● What you will do:
I need the records below restated word for word, without their pictures.

● Extracted data:

-=-=-=-=-

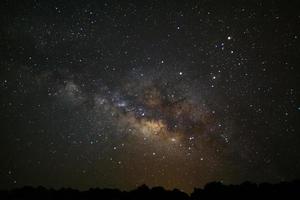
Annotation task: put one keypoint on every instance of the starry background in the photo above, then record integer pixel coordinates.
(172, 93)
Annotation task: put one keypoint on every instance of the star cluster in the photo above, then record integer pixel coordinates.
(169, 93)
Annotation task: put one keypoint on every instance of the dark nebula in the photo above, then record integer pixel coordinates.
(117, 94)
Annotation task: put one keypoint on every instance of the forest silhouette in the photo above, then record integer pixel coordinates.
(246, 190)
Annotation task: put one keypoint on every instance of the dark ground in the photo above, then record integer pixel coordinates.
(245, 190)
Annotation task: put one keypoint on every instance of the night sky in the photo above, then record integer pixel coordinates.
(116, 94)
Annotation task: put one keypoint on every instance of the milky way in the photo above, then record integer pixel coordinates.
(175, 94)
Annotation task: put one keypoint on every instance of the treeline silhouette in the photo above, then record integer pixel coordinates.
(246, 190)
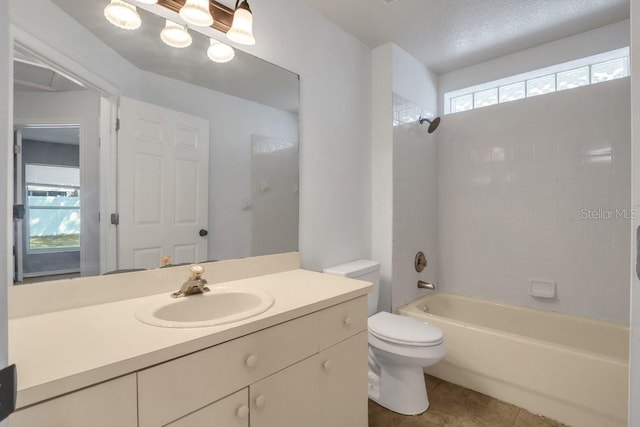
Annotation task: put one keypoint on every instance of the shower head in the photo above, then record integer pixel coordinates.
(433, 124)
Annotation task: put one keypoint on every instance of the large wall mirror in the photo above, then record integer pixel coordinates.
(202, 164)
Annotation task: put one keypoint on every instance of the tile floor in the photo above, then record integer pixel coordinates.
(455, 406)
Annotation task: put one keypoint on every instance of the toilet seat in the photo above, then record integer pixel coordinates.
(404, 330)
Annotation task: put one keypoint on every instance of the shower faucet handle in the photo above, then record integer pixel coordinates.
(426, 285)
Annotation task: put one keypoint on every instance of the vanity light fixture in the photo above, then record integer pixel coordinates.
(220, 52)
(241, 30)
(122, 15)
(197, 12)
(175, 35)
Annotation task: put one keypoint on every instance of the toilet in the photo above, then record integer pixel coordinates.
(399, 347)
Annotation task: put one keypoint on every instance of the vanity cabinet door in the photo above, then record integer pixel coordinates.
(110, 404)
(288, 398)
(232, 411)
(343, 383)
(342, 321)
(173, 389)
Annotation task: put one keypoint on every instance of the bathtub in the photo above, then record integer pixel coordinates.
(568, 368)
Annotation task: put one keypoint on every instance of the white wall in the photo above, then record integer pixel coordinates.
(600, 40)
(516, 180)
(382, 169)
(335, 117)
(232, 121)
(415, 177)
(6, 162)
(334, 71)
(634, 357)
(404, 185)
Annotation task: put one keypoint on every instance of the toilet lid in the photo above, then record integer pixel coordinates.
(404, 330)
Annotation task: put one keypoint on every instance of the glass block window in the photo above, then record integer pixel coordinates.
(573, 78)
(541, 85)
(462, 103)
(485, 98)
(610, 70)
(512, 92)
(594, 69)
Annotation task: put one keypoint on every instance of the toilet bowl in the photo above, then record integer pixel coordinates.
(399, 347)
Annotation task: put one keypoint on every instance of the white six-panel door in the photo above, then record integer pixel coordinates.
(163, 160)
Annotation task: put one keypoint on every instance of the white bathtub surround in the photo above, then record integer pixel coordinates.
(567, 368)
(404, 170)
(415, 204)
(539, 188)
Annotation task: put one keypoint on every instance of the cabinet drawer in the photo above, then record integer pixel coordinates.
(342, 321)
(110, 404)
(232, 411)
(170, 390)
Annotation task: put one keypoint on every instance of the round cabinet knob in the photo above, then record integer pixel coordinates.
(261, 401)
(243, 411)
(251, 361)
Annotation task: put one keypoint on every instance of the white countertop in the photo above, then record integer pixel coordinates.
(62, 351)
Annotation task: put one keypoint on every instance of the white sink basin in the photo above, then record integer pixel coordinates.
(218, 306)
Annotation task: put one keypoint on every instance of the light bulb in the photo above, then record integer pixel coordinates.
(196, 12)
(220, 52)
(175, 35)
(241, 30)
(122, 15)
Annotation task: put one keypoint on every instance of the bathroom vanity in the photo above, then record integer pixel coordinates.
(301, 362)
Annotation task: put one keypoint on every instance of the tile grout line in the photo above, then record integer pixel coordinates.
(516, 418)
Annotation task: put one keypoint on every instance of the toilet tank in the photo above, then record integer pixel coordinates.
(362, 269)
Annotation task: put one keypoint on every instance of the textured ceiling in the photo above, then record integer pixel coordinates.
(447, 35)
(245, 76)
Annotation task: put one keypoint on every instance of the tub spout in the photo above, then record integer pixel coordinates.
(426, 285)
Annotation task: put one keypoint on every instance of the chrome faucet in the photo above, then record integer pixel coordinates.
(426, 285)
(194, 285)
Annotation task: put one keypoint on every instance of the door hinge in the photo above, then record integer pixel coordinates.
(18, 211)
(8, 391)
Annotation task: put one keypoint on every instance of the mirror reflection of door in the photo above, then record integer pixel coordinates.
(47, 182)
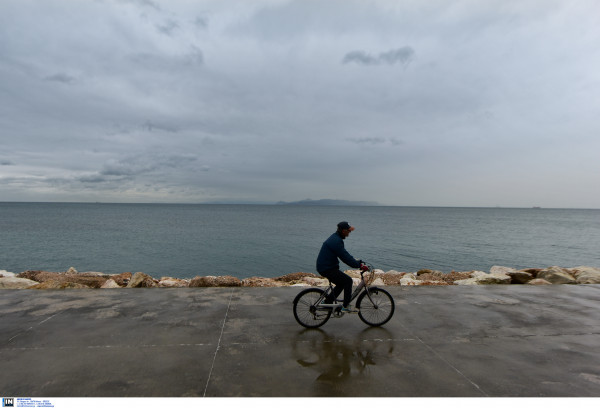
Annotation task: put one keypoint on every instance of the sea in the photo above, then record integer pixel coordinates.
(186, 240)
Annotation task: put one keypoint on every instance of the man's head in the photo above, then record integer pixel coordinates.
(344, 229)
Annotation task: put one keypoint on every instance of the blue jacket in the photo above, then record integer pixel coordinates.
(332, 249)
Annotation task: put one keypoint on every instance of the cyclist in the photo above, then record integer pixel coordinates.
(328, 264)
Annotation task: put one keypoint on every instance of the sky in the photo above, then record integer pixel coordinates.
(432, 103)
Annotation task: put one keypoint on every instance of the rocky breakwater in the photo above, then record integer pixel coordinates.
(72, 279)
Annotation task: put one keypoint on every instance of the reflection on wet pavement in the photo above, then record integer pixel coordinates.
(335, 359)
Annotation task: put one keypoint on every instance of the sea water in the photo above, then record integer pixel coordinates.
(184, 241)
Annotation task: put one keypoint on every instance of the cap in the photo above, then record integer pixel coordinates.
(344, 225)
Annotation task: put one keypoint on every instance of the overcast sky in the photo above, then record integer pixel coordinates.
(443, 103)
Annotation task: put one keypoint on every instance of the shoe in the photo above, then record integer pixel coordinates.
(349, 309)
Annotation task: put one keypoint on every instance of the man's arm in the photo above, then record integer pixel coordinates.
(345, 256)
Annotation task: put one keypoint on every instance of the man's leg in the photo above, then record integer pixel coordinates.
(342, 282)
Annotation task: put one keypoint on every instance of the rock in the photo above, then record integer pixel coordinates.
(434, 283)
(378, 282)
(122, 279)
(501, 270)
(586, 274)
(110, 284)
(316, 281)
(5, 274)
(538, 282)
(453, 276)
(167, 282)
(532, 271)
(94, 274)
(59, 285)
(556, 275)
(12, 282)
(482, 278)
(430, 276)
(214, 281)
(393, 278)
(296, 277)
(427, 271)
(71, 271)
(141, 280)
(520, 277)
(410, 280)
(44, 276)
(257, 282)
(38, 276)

-=-=-=-=-

● Answer below:
Annotation task: put one keypoint on every instance of the starry background in the photo above, then record integer pixel coordinates.
(172, 93)
Annotation task: put one keypoint on every instance of the star cluster in the photo above, then record integer pixel coordinates.
(169, 93)
Annotation task: put one keypoint on every instance of the dark nebula in the photo above, then record integer pixel coordinates.
(117, 94)
Annotation task: put one keypoint on every instance of the forest silhouette in the photo above, then record integer pixel coordinates.
(246, 190)
Annotation task: put one keypoint on every instance of the dark ground in the photo above, then record integer pixel coordinates.
(245, 190)
Annotation task: put one keypoint on every instance of the night sky in the photo above, then record integer pixel coordinates.
(116, 94)
Annotation task: put one keypoint on every instance of the milky way in the photo above, then record integer pixel coordinates.
(175, 94)
Annotation task: put one keypoint on every instance of the treeline silhouette in the photo above, then record integer pixel coordinates.
(246, 190)
Annotation task: put one keypoint on every instance of the shower head in the photo above, then record integer pixel coordinates.
(433, 124)
Annotation task: put one keypoint on every instance of the large wall mirror in the photo above, then record integer pixel coordinates.
(202, 164)
Annotation task: put one keypoint on every instance of the tile floor in the photo above, then record integer pixel coordinates.
(455, 406)
Annotation task: put one keypoint on every instance of the toilet seat in the photo above, then record integer pixel coordinates.
(404, 330)
Annotation task: put one keypoint on every instance of the shower faucet handle in the photo above, then record integer pixel coordinates.
(426, 285)
Annotation task: put one keypoint on every instance of the vanity light fixture in the photo above, then record integer pixel coordinates.
(220, 52)
(241, 30)
(122, 15)
(197, 12)
(175, 35)
Annotation task: put one keypoint on every instance of the toilet in the photo above, then record integer pixel coordinates.
(399, 347)
Annotation task: put one keypoint on every instance of the vanity cabinet door in the photo above, then record integer pixel coordinates.
(110, 404)
(288, 398)
(232, 411)
(343, 383)
(342, 321)
(173, 389)
Annotation task: put one keypoint on every instance of the bathtub in the photo above, then record integer pixel coordinates.
(568, 368)
Annotation task: put one keypoint on every instance of the white wall in the photo above, then record integer pixel coordinates.
(600, 40)
(516, 180)
(382, 169)
(335, 117)
(232, 121)
(415, 177)
(6, 162)
(334, 71)
(634, 357)
(404, 185)
Annotation task: put one keypoint on every instance of the toilet lid in the photo above, then record integer pixel coordinates.
(404, 330)
Annotation task: put one keypoint on every instance of the glass block window in the photo above, then record integer pixel coordinates.
(573, 78)
(541, 85)
(462, 103)
(485, 98)
(610, 70)
(512, 92)
(594, 69)
Annotation task: put one keypoint on every instance of the toilet bowl in the photo above, then record integer pixel coordinates.
(399, 347)
Annotation task: put one keypoint on every instance of the white six-panel door in the photo above, then record integer pixel coordinates.
(163, 160)
Annotation task: put one keypoint on every instance of the white bathtub surround in the photo above, then record integer pixel coordinates.
(567, 368)
(404, 170)
(415, 204)
(539, 188)
Annotation task: put one keypoint on every instance of the cabinet drawer in the photo above, then record integer pixel coordinates.
(342, 321)
(110, 404)
(232, 411)
(170, 390)
Annotation task: put one keypoint on every instance of the round cabinet knob in the photo above, then record integer pixel coordinates.
(261, 401)
(243, 411)
(251, 361)
Annotation task: put one keypoint on every instance of the white countertop in the photo above, then record integer pixel coordinates.
(62, 351)
Annotation task: put one keypoint on every instance of the white sink basin in the photo above, then record integer pixel coordinates.
(218, 306)
Annotation task: put one keypoint on every instance of the light bulb in the photo above, then record integer pixel coordinates.
(196, 12)
(220, 52)
(175, 35)
(241, 30)
(122, 15)
Annotation task: put one keypoint on every instance of the bathroom vanity in the photo above, then record integer pixel coordinates.
(301, 362)
Annotation task: put one keypoint on every instance of the tile grout line in the photo above, then record integer pixel coordinates.
(516, 418)
Annotation task: put one keypoint on every instance of the toilet tank in the photo above, then record integer pixel coordinates.
(362, 269)
Annotation task: put one keypoint on every instance of the textured ceiling in the photo above, then record integer pixel coordinates.
(447, 35)
(245, 76)
Annotation task: put one keypoint on every instance of the tub spout in the photo above, then record integer pixel coordinates.
(426, 285)
Annotation task: put one keypoint on every instance of the chrome faucet in the photo above, then record integer pixel coordinates.
(426, 285)
(194, 285)
Annotation task: put one keypoint on every instance of the door hinge in the photo above, then record integer pixel coordinates.
(18, 211)
(8, 391)
Annotation task: put one keypoint on every instance of the mirror reflection of door in the photo above, then record integer pixel coordinates.
(47, 182)
Annotation task: put one keypoint on every instance of the sea in the photo above, then record integer pixel coordinates.
(186, 240)
Annotation task: put one keypoint on every instance of the man's head in the photo above, then record integer pixel coordinates.
(344, 229)
Annotation task: put one keypoint on every instance of the blue jacket in the photo above, then record integer pixel coordinates.
(332, 249)
Annotation task: put one keypoint on every instance of the cyclist in the photo above, then record integer pixel coordinates.
(328, 264)
Annotation task: put one keypoint on every instance of the sky in the photo above, then record integer pixel coordinates.
(432, 103)
Annotation task: put one keypoint on every instance of the rocky breakwater in the photo above, then record integer pixel coordinates.
(72, 279)
Annotation task: put one keypoint on every instance of the reflection on wet pavement in the photo above, then record integer pixel coordinates.
(335, 359)
Annotation task: put one keypoint on every instance of the sea water in the photo above, then record integer pixel coordinates.
(184, 241)
Annotation task: put one keypoint on every instance of the cap in the photo above, then record integer pixel coordinates.
(344, 225)
Annotation task: put one keypoint on every instance of the overcast sky in the photo above, then record integer pixel coordinates.
(443, 103)
Annotation task: put one keypoint on every instance of the shoe in the photo above, then record integer pixel coordinates.
(349, 309)
Annotation task: put one keypoint on every instance of the man's arm in the photo above, then record integer pixel coordinates.
(345, 256)
Annotation task: put one keypoint on every instance of the man's leg in the photo above, then record integer pixel coordinates.
(342, 282)
Annotation task: put one keypoint on every instance of the rock in the photo above, then record integer pixel coordinates.
(434, 283)
(378, 282)
(122, 279)
(501, 270)
(586, 274)
(110, 284)
(316, 281)
(5, 274)
(538, 282)
(453, 276)
(167, 282)
(532, 271)
(94, 274)
(59, 285)
(556, 275)
(12, 282)
(482, 278)
(430, 276)
(214, 281)
(393, 278)
(296, 277)
(427, 271)
(71, 271)
(141, 280)
(520, 277)
(410, 280)
(44, 276)
(257, 282)
(38, 276)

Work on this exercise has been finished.